[What is needed] A stretch of the entries below is to be set down exactly, running from the line with "Target: small cardboard box" through the line with "mark the boy's face | one pin per instance.", both included, and no other line.

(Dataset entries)
========
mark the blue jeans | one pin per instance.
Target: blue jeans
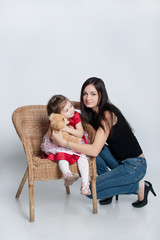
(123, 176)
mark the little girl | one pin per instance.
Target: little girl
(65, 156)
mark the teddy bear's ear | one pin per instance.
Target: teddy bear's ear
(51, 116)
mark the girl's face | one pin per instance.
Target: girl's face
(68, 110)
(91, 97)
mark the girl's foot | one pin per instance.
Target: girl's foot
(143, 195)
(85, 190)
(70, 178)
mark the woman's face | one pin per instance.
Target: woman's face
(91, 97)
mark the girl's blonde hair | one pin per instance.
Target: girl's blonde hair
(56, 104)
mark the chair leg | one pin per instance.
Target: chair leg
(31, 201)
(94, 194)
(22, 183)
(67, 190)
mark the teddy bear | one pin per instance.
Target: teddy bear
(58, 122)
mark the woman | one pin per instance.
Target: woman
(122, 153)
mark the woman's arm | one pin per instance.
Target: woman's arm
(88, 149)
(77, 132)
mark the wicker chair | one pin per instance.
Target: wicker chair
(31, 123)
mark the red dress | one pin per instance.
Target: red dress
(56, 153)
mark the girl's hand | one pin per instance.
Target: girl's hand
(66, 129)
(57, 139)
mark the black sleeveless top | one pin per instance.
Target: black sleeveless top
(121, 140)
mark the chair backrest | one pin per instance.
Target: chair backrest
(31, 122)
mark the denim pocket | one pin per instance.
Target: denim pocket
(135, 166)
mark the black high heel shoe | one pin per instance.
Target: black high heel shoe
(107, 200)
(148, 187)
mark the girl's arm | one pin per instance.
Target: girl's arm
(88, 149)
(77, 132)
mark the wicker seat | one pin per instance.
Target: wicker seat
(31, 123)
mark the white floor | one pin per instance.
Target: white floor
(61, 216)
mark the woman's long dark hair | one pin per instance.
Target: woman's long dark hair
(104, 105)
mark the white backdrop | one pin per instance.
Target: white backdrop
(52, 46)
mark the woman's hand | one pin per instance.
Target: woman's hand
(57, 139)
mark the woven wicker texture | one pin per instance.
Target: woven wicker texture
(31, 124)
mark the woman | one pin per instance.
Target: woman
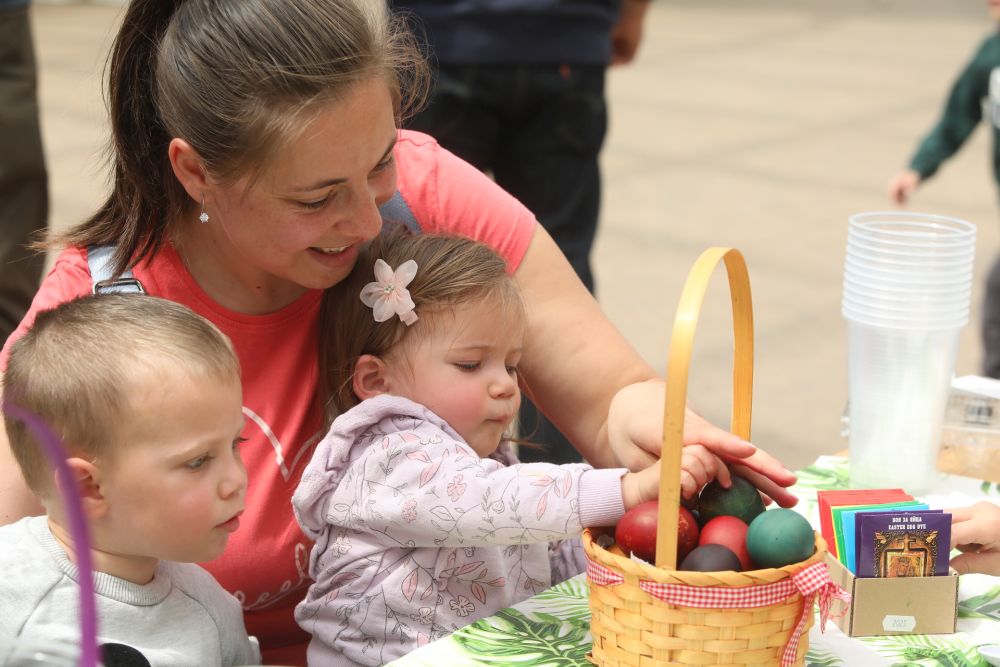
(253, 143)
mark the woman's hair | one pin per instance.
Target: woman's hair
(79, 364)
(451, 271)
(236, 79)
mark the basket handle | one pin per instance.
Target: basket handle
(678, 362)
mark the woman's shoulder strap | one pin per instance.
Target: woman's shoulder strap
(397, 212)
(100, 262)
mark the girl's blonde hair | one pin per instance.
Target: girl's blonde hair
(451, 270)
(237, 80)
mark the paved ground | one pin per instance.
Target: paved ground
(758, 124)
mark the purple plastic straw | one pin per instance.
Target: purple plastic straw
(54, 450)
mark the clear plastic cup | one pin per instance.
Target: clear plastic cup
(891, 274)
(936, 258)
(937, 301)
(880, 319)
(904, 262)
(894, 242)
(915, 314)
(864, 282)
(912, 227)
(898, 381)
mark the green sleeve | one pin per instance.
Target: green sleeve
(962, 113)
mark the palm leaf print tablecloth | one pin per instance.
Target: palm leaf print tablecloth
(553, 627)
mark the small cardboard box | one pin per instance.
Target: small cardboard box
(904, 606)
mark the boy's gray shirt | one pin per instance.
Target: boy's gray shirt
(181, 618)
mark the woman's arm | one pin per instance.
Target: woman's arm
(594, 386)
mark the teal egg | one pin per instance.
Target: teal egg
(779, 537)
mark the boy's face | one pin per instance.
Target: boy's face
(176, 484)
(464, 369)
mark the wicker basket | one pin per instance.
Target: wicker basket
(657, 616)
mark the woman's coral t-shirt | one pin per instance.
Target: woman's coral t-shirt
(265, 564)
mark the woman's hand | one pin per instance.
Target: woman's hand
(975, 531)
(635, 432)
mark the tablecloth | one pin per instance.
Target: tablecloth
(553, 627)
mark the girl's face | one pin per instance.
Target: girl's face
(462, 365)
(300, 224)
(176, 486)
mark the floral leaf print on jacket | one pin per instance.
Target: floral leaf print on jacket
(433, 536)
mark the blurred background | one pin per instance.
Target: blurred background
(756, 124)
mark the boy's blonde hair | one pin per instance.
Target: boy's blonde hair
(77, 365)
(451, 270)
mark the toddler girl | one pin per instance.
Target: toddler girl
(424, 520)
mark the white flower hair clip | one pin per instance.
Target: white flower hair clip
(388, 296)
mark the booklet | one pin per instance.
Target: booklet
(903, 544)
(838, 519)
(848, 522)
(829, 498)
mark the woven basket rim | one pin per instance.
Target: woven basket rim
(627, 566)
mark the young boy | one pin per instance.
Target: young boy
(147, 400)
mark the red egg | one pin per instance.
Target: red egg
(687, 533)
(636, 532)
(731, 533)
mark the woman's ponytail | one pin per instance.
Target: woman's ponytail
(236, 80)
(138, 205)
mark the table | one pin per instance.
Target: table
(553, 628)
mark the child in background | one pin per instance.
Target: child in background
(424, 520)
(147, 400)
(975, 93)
========
[Worked solution]
Target: small cardboard box
(904, 606)
mark the boy's gray shirt | one pin per instance.
Target: boy's gray shirt
(181, 618)
mark the woman's arm | one pin per instance.
Target: woman's arm
(594, 386)
mark the teal egg | one pin per instance.
Target: teal egg
(779, 537)
mark the boy's face | one pin per instance.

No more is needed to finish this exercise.